Segment Start: Selected extract
Big Bang?!#@!

lsavage at westmont.edu lsavage at westmont.edu
Wed Sep 28 12:30:12 CDT 2005


I think most people on this list are above the overt generalizations that so 
plague the Creation/Evolution debate in this country. (So lets please try to 
avoid them.) Not all Creationists conflate 'Evolution' with 'Natural Selection' 
or think Darwin created Hitler. Not all Evolutionists are Heathens hell bent on 
destroying God, either. 

In my opinion polarizing the issue will only upset everyone. Instead we need to 
appreciate the fact that each argument requires us to evaluate what we believe 
and how we've come to believe it. Because belief is a type of faith (at some 
point and in some way). It gives teachers the opportunity to discuss methods of 
arriving at responsbile conclusions... which is something I would very much like 
to see children learn in school.

Quoting rcfchess at aol.com:

> Yep; it's typical stupid thinking, linking two things that have nothing to do
> with each other, cause-and-effect-wise. It's like saying someone drank milk
> and then jumped out a window, so therefore drinking milk causes you to jump
> out of a window. Brilliant, f'ing brilliant... 
>  
> -----Original Message-----
> From: Ben Johnson <bjohnson02 at insightbb.com>
> To: pynchon-l at waste.org
> Sent: Tue, 27 Sep 2005 10:40:55 -0400
> Subject: re: Big Bang?!#@!
> 
> 
> A Dog and the Mind of Newton
> Posted by Carl Zimmer 
> It's bad enough to see basic scientific misinformation about evolution
> getting tossed around these days. USA Today apparently has no qualms about
> publishing an op-ed by a state senator from Utah (who wants to have students
> be taught about something called "divine design") claiming there is no
> empirical evidence in the fossil evidence that humans evolved from apes. I'm
> not sure what we're supposed to do with the twenty or so species of hominids
> that existed over the past six million years. Perhaps just file them away
> under "divine false starts."
Segment End: Selected extract
Segment Start: Extracted records
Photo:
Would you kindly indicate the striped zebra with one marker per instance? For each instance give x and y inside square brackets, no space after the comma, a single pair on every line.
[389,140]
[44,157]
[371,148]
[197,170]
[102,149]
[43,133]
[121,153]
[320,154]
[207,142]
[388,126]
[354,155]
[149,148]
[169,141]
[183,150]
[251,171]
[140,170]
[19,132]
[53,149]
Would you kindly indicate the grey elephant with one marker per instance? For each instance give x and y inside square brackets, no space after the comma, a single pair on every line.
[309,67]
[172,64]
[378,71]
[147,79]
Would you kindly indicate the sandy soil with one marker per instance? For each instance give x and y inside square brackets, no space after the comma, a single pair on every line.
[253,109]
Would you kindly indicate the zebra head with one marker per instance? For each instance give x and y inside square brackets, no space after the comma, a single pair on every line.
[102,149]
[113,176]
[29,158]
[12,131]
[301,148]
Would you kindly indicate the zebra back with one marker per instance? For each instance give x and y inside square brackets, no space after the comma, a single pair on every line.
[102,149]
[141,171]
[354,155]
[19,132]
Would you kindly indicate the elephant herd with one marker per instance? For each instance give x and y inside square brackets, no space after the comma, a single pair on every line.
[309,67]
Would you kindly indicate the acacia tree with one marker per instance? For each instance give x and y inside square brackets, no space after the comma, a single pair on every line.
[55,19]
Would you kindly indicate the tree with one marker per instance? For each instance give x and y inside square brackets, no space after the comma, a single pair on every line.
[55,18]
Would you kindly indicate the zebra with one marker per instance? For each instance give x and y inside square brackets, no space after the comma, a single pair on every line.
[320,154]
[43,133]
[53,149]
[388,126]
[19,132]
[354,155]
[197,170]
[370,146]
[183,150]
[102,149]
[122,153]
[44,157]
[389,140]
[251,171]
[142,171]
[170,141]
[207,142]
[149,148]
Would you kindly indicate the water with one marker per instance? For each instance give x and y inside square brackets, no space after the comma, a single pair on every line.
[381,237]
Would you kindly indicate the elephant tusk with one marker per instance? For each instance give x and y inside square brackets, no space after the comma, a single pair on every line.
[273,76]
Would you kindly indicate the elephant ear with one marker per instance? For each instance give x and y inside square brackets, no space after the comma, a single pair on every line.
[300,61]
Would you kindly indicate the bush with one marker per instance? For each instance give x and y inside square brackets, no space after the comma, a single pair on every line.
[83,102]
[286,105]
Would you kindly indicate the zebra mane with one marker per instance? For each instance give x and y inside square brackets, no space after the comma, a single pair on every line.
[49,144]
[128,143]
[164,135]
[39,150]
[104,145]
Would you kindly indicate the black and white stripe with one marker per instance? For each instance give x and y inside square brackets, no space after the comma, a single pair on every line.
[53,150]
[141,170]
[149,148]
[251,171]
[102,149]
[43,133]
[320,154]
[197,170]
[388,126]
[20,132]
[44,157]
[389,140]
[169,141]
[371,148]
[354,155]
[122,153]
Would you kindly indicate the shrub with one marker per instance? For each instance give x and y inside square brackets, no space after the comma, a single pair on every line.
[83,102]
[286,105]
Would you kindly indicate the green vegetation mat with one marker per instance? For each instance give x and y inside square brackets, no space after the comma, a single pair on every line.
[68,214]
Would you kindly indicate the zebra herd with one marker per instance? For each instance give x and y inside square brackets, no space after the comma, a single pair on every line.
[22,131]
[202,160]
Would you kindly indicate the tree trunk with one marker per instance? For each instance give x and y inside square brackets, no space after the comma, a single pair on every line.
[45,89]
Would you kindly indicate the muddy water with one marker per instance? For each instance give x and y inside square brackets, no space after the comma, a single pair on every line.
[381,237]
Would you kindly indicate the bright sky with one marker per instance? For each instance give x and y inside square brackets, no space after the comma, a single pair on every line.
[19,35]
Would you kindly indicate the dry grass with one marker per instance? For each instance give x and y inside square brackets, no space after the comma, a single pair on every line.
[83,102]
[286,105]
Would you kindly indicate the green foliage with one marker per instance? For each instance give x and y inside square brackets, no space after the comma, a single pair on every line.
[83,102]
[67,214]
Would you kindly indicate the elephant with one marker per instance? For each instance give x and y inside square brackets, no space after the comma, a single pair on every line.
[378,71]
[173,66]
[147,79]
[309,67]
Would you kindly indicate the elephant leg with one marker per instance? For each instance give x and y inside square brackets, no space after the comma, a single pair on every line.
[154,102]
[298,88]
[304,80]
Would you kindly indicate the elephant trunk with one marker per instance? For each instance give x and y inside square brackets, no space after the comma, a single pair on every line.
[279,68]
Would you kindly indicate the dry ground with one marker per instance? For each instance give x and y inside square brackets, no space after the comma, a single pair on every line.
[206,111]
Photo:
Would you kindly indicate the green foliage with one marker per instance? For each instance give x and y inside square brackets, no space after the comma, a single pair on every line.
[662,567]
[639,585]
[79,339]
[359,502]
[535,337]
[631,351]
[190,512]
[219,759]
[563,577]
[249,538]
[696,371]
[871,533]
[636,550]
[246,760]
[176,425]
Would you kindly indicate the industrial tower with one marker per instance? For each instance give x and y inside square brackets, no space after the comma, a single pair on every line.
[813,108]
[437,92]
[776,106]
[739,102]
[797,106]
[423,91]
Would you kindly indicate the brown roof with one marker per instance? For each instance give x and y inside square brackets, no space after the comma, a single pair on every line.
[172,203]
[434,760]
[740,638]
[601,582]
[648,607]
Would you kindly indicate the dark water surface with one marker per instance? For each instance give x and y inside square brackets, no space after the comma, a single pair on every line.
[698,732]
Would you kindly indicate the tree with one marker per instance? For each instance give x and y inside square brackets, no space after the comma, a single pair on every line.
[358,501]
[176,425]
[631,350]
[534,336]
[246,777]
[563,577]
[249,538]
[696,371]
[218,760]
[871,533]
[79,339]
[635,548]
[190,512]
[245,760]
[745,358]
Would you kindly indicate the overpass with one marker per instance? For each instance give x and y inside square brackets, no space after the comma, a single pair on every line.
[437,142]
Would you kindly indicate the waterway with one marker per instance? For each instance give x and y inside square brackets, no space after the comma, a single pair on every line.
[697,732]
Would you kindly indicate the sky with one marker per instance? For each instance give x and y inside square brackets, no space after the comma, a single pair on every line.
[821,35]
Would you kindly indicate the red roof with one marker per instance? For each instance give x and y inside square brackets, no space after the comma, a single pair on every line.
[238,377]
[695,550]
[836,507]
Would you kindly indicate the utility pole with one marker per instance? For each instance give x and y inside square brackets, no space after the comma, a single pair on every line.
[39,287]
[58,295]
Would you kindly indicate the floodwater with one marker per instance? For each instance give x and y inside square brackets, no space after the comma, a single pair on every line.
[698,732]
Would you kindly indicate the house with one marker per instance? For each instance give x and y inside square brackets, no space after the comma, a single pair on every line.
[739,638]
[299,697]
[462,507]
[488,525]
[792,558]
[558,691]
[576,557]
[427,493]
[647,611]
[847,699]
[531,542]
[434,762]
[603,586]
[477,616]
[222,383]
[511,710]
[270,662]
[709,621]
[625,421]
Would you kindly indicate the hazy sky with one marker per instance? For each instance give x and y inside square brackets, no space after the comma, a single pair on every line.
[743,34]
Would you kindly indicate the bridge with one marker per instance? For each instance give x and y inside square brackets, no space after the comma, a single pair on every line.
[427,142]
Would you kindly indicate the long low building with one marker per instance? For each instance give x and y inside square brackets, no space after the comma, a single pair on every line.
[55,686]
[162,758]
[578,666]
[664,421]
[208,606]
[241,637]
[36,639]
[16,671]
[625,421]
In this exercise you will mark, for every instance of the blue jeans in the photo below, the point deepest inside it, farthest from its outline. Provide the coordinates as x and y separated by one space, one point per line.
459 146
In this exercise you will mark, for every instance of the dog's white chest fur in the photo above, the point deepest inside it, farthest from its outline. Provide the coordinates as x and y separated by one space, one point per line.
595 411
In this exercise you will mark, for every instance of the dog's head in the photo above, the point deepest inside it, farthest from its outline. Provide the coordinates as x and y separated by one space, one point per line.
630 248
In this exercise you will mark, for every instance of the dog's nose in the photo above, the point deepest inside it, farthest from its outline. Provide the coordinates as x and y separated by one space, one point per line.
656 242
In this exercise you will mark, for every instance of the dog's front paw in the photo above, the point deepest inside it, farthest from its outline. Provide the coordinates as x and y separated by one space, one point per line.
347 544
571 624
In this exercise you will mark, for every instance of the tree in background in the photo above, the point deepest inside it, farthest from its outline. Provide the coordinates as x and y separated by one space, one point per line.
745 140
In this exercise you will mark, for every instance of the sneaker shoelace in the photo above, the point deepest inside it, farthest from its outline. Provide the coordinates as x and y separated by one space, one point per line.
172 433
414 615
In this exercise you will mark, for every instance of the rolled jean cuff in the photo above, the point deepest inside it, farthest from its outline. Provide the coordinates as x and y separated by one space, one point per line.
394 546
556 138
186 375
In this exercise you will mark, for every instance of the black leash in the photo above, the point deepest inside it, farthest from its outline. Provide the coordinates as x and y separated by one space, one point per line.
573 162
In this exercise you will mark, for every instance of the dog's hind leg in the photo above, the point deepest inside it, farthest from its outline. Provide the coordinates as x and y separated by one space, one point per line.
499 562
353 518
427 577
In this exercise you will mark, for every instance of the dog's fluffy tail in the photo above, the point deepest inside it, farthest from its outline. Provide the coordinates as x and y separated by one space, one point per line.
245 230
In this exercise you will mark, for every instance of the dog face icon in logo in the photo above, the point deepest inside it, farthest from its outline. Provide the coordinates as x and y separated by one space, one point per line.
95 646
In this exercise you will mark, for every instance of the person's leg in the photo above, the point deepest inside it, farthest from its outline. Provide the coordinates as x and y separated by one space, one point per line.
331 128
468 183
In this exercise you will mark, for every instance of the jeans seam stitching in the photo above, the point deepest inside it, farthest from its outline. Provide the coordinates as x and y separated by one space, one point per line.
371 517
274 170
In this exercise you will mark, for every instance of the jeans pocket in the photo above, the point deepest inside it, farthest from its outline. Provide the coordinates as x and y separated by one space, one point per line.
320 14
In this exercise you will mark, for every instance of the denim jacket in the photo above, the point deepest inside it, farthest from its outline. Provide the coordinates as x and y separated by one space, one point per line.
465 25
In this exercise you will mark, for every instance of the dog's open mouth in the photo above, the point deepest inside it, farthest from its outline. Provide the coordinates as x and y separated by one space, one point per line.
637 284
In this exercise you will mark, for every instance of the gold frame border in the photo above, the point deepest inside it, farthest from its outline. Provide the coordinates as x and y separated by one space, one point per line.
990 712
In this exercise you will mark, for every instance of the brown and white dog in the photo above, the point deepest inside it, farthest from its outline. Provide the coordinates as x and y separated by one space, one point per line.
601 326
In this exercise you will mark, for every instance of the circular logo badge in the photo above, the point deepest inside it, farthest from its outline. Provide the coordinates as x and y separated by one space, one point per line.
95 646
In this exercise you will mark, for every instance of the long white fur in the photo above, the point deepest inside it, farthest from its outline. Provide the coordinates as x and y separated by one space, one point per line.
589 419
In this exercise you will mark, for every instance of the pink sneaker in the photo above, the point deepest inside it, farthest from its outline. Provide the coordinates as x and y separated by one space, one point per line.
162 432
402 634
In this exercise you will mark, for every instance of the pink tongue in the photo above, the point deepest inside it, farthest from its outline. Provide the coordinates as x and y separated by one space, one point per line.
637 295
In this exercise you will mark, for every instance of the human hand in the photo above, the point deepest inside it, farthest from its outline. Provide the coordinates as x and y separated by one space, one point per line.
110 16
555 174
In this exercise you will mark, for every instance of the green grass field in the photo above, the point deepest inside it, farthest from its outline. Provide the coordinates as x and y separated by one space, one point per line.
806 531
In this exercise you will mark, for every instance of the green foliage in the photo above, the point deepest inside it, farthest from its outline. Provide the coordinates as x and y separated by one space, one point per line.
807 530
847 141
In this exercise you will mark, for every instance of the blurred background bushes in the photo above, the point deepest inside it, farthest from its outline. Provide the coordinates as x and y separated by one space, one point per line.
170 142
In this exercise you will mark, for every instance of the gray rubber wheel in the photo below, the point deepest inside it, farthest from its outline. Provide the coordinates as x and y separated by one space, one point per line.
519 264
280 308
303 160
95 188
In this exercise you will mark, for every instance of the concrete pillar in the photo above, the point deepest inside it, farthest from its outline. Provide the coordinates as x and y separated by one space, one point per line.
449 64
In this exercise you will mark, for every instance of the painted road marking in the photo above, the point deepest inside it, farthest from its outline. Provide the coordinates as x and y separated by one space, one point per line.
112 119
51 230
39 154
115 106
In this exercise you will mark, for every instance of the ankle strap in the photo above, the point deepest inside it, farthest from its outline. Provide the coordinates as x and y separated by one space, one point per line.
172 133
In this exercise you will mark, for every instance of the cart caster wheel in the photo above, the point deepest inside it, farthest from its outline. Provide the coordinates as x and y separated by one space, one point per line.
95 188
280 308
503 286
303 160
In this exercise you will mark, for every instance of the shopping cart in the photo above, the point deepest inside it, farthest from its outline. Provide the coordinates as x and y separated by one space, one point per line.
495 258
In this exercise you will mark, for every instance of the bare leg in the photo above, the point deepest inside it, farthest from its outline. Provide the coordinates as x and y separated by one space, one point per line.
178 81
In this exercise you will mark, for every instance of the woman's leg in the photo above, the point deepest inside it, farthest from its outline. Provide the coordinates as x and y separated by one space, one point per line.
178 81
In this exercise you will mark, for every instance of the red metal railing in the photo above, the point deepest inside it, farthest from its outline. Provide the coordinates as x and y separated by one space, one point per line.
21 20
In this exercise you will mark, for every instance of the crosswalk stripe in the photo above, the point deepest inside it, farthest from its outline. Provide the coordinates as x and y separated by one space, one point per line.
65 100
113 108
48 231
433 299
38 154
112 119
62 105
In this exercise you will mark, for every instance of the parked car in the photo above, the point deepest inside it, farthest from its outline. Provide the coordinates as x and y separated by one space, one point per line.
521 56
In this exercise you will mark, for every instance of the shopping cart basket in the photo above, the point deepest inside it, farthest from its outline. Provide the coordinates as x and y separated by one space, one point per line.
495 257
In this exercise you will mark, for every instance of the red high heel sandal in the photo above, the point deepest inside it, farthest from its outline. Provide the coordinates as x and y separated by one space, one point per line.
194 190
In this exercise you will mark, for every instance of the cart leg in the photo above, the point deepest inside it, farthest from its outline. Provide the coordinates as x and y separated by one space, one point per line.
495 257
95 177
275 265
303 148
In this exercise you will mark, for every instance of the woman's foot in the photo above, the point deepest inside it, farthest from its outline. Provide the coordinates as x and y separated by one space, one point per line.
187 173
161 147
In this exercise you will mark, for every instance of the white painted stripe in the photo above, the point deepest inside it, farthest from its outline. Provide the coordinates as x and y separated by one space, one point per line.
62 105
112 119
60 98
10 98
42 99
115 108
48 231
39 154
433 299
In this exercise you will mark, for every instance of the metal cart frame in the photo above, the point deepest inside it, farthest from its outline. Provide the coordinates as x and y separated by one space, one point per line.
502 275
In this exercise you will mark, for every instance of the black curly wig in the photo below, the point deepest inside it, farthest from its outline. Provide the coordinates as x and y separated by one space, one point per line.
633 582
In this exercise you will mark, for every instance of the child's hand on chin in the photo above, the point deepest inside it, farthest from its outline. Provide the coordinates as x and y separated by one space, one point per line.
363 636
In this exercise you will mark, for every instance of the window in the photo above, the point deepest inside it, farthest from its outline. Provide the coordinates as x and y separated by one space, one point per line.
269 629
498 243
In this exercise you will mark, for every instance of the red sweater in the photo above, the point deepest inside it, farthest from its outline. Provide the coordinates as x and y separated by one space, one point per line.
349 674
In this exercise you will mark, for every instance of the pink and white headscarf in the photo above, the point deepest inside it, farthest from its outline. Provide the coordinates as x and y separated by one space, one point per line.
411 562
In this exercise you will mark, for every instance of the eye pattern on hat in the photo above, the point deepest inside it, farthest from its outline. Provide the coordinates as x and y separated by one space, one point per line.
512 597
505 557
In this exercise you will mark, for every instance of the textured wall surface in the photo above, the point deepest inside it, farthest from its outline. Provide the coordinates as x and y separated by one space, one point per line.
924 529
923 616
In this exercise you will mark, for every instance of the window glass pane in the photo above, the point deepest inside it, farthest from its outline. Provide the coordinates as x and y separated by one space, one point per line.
Segment End: Extracted records
Tasks to perform:
1. In the post on the Creation/Evolution debate, what does the quoted piece say the Utah state senator wants students to be taught about?
2. Please carry on the post on the Creation/Evolution debate from the point where it stops.

Results by task:
1. Something called "divine design."

2.
> But history takes a hit as well as science. Creationists try whenever they
> can to claim that Darwin was directly responsible for Hitler. The reality is
> that Hitler and some other like-minded thinkers in the early twentieth
> century had a warped view of evolution that bore little resemblance to what
> Darwin wrote, and even less to what biologists today understand about
> evolution. The fact that someone claims that a scientific theory justifies a
> political ideology does not support or weaken the scientific theory. It's
> irrelevant. Nazis also embraced Newton's theory of gravity, which they used
> to rain V-2 rockets on England. Does that mean Newton was a Nazi, or that his
> theory is therefore wrong?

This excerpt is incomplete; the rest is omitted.